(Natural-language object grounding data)
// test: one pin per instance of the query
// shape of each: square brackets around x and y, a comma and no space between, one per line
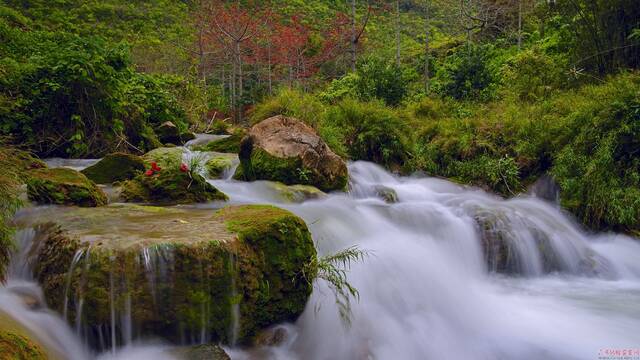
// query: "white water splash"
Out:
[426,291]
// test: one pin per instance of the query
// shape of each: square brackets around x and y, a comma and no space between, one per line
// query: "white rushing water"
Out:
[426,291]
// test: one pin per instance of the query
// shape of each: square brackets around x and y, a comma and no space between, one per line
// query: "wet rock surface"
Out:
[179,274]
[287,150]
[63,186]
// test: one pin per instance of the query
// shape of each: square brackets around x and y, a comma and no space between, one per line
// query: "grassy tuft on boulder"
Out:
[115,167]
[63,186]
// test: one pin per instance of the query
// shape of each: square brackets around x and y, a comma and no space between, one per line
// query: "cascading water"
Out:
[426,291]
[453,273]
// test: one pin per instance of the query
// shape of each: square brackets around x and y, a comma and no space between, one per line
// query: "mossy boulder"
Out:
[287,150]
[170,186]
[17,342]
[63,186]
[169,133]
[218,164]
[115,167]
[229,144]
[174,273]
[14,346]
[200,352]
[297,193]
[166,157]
---
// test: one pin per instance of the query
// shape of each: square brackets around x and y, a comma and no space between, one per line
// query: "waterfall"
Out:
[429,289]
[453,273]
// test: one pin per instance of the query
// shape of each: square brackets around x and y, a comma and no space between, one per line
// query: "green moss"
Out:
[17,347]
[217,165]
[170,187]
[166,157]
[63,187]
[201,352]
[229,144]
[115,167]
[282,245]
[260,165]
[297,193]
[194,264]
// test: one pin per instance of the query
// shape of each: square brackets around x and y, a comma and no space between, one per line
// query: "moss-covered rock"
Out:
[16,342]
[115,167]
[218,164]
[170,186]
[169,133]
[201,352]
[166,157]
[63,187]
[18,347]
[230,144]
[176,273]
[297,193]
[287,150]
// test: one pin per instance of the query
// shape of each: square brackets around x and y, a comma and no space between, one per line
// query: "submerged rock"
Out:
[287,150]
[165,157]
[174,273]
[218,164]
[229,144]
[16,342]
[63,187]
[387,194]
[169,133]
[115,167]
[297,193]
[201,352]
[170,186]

### Work order
Lines in the records that hold "boulder" should be tallied, with the total given on its own.

### Final answer
2